Kısa görev A ▸
"TARGET" dizesini içeren bütün satırları bir araya topla ve her birini olduğu gibi kopyala.

Belge alıntısı ▸
T ü r k i y e ' n i n   B i r i k i m i

Y A Z A R L A R
'Listeler'i nasıl okumalı, nasıl anlamalı?

Milletvekili aday listelerinin 'rüzgarı' birkaç gün daha sürer ve diner. Yani, birkaç gün geçtikten sonra, Türkiye, tümüyle 3 Kasım'a endekslenecek ve 'seçim kampanyası'nın 'fırtınası' esecek demektir.

'Seçimleri erteletme lobisi'nde Mesut Yılmaz; Hüsamettin Özkan ve belki İsmail Cem'den başka müttefik, günler geçtikçe etkisini yitirecek 'küskünler'den gayrı bir 'taban' bulamayacaktır. Türkiye'nin 'dinamikleri', önüne geçilmez biçimde 3 Kasım'ı gösterecek.

Bazıları 'listeler'e bakarak, dudak bükme ve 3 Kasım'ın da 'yeni'yi getirmeyeceği iddiasındalar ve bu bakımdan 'hayal kırıklığı' içinde kötümserlik yayıyorlar.

Verilen bilgiler ▸
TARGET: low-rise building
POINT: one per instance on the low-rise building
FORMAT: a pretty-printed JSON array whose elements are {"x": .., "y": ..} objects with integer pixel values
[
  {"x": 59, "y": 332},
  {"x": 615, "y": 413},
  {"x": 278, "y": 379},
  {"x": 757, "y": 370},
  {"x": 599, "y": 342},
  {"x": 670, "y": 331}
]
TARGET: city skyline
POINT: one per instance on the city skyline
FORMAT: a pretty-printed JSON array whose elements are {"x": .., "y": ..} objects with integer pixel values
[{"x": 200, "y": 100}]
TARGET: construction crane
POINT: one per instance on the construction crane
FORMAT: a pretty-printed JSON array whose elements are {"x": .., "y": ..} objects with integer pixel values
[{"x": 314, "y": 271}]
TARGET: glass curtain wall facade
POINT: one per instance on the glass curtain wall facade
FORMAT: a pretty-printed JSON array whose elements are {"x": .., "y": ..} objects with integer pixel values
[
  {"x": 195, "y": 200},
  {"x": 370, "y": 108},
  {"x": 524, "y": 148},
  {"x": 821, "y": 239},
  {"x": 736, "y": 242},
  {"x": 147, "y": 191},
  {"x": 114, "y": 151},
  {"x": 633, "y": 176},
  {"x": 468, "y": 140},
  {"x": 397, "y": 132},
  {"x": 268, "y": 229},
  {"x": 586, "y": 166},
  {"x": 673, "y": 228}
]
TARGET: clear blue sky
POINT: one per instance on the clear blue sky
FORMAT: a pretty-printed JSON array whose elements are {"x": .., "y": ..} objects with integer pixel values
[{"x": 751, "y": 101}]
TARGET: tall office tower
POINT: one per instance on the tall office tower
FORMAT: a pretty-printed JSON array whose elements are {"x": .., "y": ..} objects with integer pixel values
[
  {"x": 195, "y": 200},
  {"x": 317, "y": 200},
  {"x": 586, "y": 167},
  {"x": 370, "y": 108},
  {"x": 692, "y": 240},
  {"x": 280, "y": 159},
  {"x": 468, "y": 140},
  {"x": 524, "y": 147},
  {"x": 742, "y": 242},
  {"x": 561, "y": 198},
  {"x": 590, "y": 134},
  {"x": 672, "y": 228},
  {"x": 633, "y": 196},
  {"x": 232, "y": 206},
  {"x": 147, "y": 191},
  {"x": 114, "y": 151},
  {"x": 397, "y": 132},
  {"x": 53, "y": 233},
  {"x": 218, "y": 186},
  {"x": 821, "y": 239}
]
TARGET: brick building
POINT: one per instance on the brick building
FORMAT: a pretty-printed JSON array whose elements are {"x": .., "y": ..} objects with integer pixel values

Kısa görev B ▸
Belge alıntısına göre aşağıdaki ifadelerin her biri için evet ya da hayır de ve kararını belirleyen sözcükleri metinden birebir alıntıla.
(i) Mesut Yılmaz seçimleri erteletme lobisinde yer almaktadır.
(ii) Milletvekili aday listelerinin rüzgârı haftalarca sürecektir.
(iii) Listelere bakan bazı kişiler iyimserlik yaymaktadır.

Beklenen çıktı A ▸
TARGET: low-rise building
TARGET: city skyline
TARGET: construction crane
TARGET: glass curtain wall facade
TARGET: clear blue sky
TARGET: tall office tower
TARGET: brick building

Beklenen çıktı B ▸
(i) Evet: "'Seçimleri erteletme lobisi'nde Mesut Yılmaz"
(ii) Hayır: "birkaç gün daha sürer ve diner"
(iii) Hayır: "'hayal kırıklığı' içinde kötümserlik yayıyorlar"